提示文:
⟨

はじめに
シャント瘤はVAにしばしばみられる合併症です。
シャント瘤は、最悪の場合は瘤破裂を起こすので注意が必要です。
今回はシャント瘤について原因や分類など解説していきます。
日本透析医会ガイドライン 「慢性血液透析用バスキュラーアクセスの作製および修復に関するガイドライン」で、シャント瘤について掲載しています。
瘤の定義

瘤の定義は、血管が局部的に円筒状または紡錘状、あるいは囊状に拡張した状態と定義されています。
上図が形状です。
治療対象の瘤4つ
瘤はすべて治療対象となるわけではなく、治療対象ではない瘤は経過観察をします。
切迫破裂の危険がある瘤(破裂しかかっている危ない瘤のこと)は、手術適応となります。

⟩

参照用一覧:
⟨

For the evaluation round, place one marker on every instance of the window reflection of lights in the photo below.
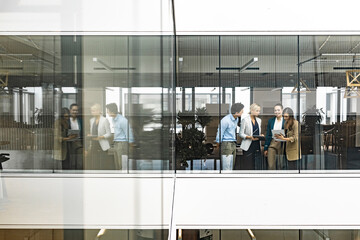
(252, 235)
(39, 3)
(101, 232)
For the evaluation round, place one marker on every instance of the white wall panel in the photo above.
(287, 201)
(116, 202)
(204, 16)
(136, 16)
(212, 201)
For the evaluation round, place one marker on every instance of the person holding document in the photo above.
(272, 148)
(226, 135)
(250, 132)
(291, 137)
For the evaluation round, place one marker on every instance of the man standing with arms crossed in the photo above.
(123, 135)
(227, 131)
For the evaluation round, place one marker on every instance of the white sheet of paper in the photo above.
(281, 131)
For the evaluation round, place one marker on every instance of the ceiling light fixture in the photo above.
(251, 234)
(302, 89)
(101, 232)
(107, 67)
(242, 68)
(248, 64)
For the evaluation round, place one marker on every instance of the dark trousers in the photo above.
(254, 154)
(99, 159)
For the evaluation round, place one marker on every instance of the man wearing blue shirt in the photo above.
(123, 134)
(226, 135)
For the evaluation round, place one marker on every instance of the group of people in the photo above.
(281, 140)
(68, 142)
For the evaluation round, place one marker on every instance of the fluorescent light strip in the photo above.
(101, 232)
(340, 54)
(251, 234)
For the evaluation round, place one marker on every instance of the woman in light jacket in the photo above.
(100, 134)
(250, 126)
(291, 147)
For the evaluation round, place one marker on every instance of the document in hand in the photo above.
(280, 132)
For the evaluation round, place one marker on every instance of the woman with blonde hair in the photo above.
(250, 127)
(292, 147)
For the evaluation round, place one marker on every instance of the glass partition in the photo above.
(268, 234)
(74, 103)
(329, 104)
(115, 103)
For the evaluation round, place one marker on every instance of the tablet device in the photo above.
(261, 138)
(73, 132)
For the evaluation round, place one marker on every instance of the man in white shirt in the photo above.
(75, 146)
(272, 148)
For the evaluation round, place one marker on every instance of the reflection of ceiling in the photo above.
(32, 60)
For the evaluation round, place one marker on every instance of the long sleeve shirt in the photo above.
(122, 130)
(227, 129)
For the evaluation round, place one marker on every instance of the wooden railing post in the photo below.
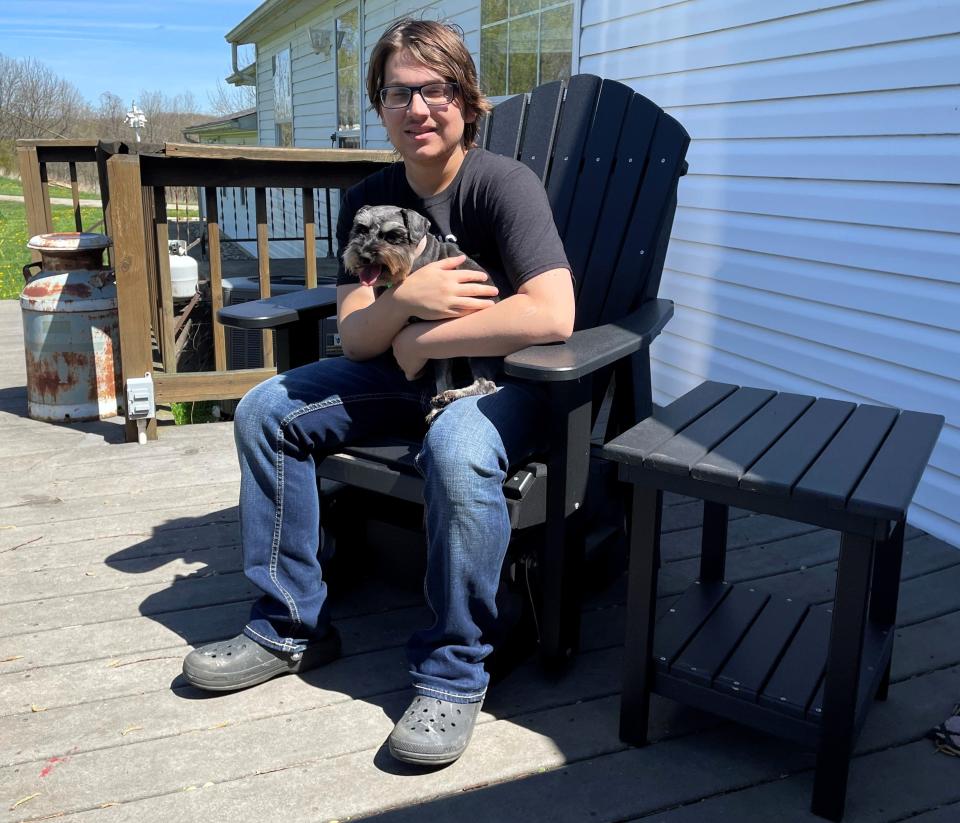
(33, 194)
(130, 259)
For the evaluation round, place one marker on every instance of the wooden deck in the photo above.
(117, 559)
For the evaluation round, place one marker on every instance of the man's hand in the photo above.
(406, 351)
(440, 291)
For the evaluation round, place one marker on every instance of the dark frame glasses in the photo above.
(433, 94)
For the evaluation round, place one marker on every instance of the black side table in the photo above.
(806, 673)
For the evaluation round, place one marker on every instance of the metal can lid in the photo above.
(68, 241)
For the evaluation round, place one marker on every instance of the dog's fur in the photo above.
(386, 245)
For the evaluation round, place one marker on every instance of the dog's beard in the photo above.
(390, 265)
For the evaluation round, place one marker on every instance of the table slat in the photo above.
(835, 473)
(634, 445)
(730, 460)
(720, 635)
(888, 485)
(749, 667)
(693, 442)
(788, 458)
(794, 683)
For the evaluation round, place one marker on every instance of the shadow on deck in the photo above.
(117, 559)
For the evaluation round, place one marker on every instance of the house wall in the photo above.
(817, 237)
(314, 103)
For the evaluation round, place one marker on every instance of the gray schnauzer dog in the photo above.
(386, 245)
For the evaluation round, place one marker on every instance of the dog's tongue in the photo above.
(370, 274)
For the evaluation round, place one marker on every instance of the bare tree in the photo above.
(35, 102)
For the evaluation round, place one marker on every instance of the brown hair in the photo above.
(438, 46)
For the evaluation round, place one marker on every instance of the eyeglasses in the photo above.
(433, 94)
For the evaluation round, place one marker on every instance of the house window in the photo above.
(524, 43)
(282, 99)
(348, 78)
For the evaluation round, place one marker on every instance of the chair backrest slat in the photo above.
(540, 130)
(505, 128)
(575, 122)
(618, 206)
(594, 181)
(652, 219)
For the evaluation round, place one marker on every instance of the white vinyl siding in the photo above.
(817, 236)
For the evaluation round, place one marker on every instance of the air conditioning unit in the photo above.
(245, 346)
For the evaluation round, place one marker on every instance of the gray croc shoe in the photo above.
(240, 662)
(433, 732)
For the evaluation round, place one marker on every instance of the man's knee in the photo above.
(463, 441)
(260, 410)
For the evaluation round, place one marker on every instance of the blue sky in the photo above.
(126, 46)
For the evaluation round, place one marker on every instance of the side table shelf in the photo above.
(757, 659)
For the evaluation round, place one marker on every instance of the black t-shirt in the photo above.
(495, 210)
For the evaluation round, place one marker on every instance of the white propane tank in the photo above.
(183, 271)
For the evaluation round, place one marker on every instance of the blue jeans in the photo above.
(283, 425)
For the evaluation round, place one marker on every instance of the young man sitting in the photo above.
(423, 84)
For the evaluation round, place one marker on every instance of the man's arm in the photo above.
(542, 311)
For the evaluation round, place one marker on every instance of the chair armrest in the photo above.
(282, 310)
(591, 349)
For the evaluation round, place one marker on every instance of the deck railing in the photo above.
(137, 183)
(34, 158)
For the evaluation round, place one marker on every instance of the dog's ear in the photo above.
(417, 225)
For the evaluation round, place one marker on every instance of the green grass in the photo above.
(194, 411)
(14, 254)
(10, 186)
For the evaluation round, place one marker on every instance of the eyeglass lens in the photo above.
(435, 94)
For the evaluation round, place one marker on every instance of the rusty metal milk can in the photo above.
(71, 330)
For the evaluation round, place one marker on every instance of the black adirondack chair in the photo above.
(610, 161)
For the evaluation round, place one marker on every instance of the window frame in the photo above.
(545, 6)
(280, 122)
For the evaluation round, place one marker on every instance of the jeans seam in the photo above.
(278, 517)
(480, 695)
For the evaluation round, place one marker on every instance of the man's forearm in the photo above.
(368, 330)
(506, 327)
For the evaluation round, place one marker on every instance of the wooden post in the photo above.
(216, 279)
(263, 258)
(150, 244)
(104, 152)
(75, 192)
(309, 238)
(32, 193)
(130, 254)
(165, 287)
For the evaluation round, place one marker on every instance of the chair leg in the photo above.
(713, 542)
(646, 512)
(887, 564)
(842, 676)
(562, 558)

⟩

課題 1: シャント瘤についての文章によれば、切迫破裂の危険がある瘤はどのように扱われるか。
課題 2: シャント瘤についての文章を、最後の文の後から書き継ぎなさい。
一覧はここでは使わない。

解答 1: 手術適応となる。

解答 2:
ちなみに、60歳以上のシャント瘤は大きくなりにくいのが特徴です。
以下のような瘤は治療対象となります。
- 急速に(短期間で)増大する瘤(4cm以上)
- 皮膚に光沢を有する瘤(テカテカしている)
- 感染を伴う瘤
- 皮膚の発赤やびらんを有している瘤
これらの特徴がある時は、総合的に評価し、瘤の摘出術が必要になります。
また、生活に不自由が出たり支障をきたす場合も手術の適応となります。
例えば、衣服と擦れたり、女性の場合は美容的に気になり半袖が着れないとかです。
瘤の種類と原因

瘤の分類は上図の通りです。
瘤の分類は外膜、中膜、内膜の3層で瘤を形成している真性瘤と、内膜と外膜が欠損していて内膜だけになっている仮性瘤とに分かれます。
- 真性瘤:3層全体で瘤を形成
- 仮性瘤:内膜と外膜が欠損していて、外膜だけになっている瘤
仮性瘤は外膜だけなので非常に危険です。
透析では穿刺に関連する瘤が最も多いです。
瘤の発生原因では、真性瘤と仮性瘤とで発生原因が異なります。

真性瘤の原因は、上図のようなジェット流による圧の上昇です。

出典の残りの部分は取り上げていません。